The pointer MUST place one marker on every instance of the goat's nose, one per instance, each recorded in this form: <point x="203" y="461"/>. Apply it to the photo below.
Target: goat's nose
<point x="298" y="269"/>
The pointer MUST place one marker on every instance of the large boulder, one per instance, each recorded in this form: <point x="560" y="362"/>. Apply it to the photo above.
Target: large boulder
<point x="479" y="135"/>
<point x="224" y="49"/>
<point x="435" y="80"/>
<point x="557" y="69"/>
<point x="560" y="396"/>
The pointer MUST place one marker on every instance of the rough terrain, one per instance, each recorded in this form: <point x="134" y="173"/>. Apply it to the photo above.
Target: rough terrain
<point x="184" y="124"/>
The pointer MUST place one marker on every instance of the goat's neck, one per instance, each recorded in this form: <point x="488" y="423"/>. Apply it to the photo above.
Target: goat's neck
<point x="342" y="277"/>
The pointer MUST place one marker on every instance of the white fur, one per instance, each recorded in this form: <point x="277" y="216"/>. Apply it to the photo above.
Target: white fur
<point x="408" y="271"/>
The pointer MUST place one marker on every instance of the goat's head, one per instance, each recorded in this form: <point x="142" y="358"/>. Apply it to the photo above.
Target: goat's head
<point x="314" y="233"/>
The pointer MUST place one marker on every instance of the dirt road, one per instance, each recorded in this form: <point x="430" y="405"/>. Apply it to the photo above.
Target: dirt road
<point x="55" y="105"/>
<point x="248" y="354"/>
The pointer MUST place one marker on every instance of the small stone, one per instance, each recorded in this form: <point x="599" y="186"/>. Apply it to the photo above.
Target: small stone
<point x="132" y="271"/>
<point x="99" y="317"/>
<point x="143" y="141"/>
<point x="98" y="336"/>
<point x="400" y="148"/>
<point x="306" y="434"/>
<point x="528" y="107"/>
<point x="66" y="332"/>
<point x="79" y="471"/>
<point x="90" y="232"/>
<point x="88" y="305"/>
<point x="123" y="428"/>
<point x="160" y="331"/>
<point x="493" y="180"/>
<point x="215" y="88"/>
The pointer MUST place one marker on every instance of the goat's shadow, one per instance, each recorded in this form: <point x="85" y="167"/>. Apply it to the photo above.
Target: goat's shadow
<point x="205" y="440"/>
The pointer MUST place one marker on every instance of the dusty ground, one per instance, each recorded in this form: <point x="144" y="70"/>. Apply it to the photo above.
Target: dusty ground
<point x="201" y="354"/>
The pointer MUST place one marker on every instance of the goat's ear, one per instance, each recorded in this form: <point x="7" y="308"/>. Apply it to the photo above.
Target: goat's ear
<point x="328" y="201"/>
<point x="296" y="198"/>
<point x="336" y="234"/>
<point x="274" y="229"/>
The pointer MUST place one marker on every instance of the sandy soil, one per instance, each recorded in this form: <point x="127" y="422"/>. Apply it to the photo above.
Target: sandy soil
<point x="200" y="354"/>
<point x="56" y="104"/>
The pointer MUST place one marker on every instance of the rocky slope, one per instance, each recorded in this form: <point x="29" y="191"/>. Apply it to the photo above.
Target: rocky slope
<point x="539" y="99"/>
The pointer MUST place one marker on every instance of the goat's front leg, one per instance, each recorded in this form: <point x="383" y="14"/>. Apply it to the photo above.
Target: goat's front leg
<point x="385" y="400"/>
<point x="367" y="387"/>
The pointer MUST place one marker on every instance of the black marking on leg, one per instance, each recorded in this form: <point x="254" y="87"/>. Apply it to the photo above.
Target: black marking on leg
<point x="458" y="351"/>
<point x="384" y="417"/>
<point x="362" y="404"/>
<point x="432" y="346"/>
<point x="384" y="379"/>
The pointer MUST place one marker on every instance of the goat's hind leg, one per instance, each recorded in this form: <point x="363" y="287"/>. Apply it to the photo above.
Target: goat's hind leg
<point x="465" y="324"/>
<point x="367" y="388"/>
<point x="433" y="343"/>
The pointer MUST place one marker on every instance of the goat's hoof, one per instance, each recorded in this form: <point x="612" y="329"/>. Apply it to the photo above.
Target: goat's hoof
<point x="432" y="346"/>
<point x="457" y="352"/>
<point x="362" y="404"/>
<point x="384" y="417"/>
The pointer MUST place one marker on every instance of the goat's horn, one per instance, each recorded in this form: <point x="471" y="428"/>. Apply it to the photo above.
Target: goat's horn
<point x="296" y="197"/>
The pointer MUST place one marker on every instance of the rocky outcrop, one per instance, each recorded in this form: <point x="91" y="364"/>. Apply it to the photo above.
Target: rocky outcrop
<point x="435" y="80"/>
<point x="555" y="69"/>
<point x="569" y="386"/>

★ ★ ★ ★ ★

Everything in the listing needs to appear again exactly.

The pointer MUST place one marker on every instance of the goat's nose, one per instance, each recorded in this form: <point x="203" y="461"/>. Apply it to the photo below.
Target: goat's nose
<point x="298" y="269"/>
The pointer MUST place one marker on every instance of the large boulder, one per instance, each recorded in this form: <point x="560" y="362"/>. Apply it to the photo above.
Target: large boulder
<point x="479" y="135"/>
<point x="224" y="49"/>
<point x="435" y="80"/>
<point x="557" y="69"/>
<point x="560" y="396"/>
The pointer MUST place one marker on every instance of the rough terrain, one per instance, each recorded in this form: <point x="134" y="173"/>. Apply it to the photo above.
Target: rough terrain
<point x="184" y="124"/>
The pointer MUST place one marker on every instance of the goat's neck, one per instance, each recorded in this form: <point x="488" y="423"/>. Apply it to the photo above.
Target: goat's neck
<point x="342" y="277"/>
The pointer MUST place one marker on every instance of the white fur, one per instance, each recorded in this form: <point x="277" y="216"/>. Apply it to the photo above.
Target: white fur
<point x="408" y="271"/>
The pointer MUST place one marker on every instance of the goat's head, one per instance, each recorded in this form: <point x="142" y="358"/>. Apply it to the photo above.
Target: goat's head
<point x="314" y="233"/>
The pointer MUST place one marker on every instance of the dirt road, one per instance, each recorded in this form: <point x="430" y="405"/>. Apply it to the photo above.
Target: dirt road
<point x="55" y="105"/>
<point x="248" y="354"/>
The pointer MUST place one marker on every instance of the small stone, one per instance, each recorded in this form: <point x="599" y="186"/>. Apply it to the photo above.
Target: small stone
<point x="132" y="271"/>
<point x="99" y="317"/>
<point x="143" y="141"/>
<point x="98" y="336"/>
<point x="400" y="148"/>
<point x="306" y="434"/>
<point x="528" y="107"/>
<point x="66" y="332"/>
<point x="79" y="471"/>
<point x="90" y="232"/>
<point x="88" y="305"/>
<point x="123" y="428"/>
<point x="160" y="331"/>
<point x="493" y="180"/>
<point x="215" y="88"/>
The pointer MUST place one marker on every instance of the goat's shadow, one per instance, each recorded in this form: <point x="85" y="167"/>. Apply it to the photo above.
Target: goat's shadow
<point x="205" y="440"/>
The pointer MUST place one marker on every instance of the dusty ground, one per instance, each recorded in this form: <point x="144" y="70"/>. Apply it to the photo above.
Target: dusty ground
<point x="201" y="354"/>
The pointer MUST place one marker on every instance of the goat's ear, one per instance, each recorded in this form: <point x="7" y="308"/>. Apply it to the photo above.
Target: goat's ear
<point x="328" y="201"/>
<point x="296" y="198"/>
<point x="336" y="234"/>
<point x="274" y="229"/>
The pointer MUST place one marker on every instance of the sandy soil, one per instance, each recorded in this form: <point x="127" y="422"/>. Apply it to the photo above.
Target: sandy soil
<point x="200" y="354"/>
<point x="56" y="104"/>
The pointer MUST place one marker on every instance of the rocky slope, one per instance, each recorded in this form: <point x="29" y="191"/>. Apply it to the photo above.
Target: rocky slope
<point x="539" y="99"/>
The pointer MUST place one marker on every instance of the goat's front leg, one per instance, each recorded in this form: <point x="383" y="14"/>. Apply it to the photo above.
Target: goat's front leg
<point x="385" y="400"/>
<point x="367" y="387"/>
The pointer MUST place one marker on every instance of the black marking on leg, one per instance, each recorded in this form: <point x="254" y="87"/>. Apply it to the photo above.
Target: black marking on leg
<point x="458" y="351"/>
<point x="384" y="417"/>
<point x="362" y="404"/>
<point x="432" y="346"/>
<point x="384" y="379"/>
The pointer MUST place one marker on every instance of the goat's hind leg, one per instance, each recorded in this form: <point x="363" y="287"/>. Apply it to the photo above.
Target: goat's hind leg
<point x="465" y="324"/>
<point x="367" y="388"/>
<point x="433" y="343"/>
The pointer MUST place one marker on every instance of the goat's hoof, one per instance, each recorded in this form: <point x="612" y="329"/>. Apply it to the photo above.
Target: goat's hoof
<point x="432" y="346"/>
<point x="457" y="352"/>
<point x="362" y="404"/>
<point x="384" y="417"/>
The pointer MUST place one marker on every instance of the goat's horn, one per instance, each recorded in this form: <point x="471" y="428"/>. Apply it to the photo above.
Target: goat's horn
<point x="296" y="197"/>
The pointer MUST place one marker on every instance of the rocky outcrop, one per instance, each recorded in this form: <point x="91" y="364"/>. Apply it to the photo above.
Target: rocky outcrop
<point x="435" y="80"/>
<point x="555" y="69"/>
<point x="569" y="386"/>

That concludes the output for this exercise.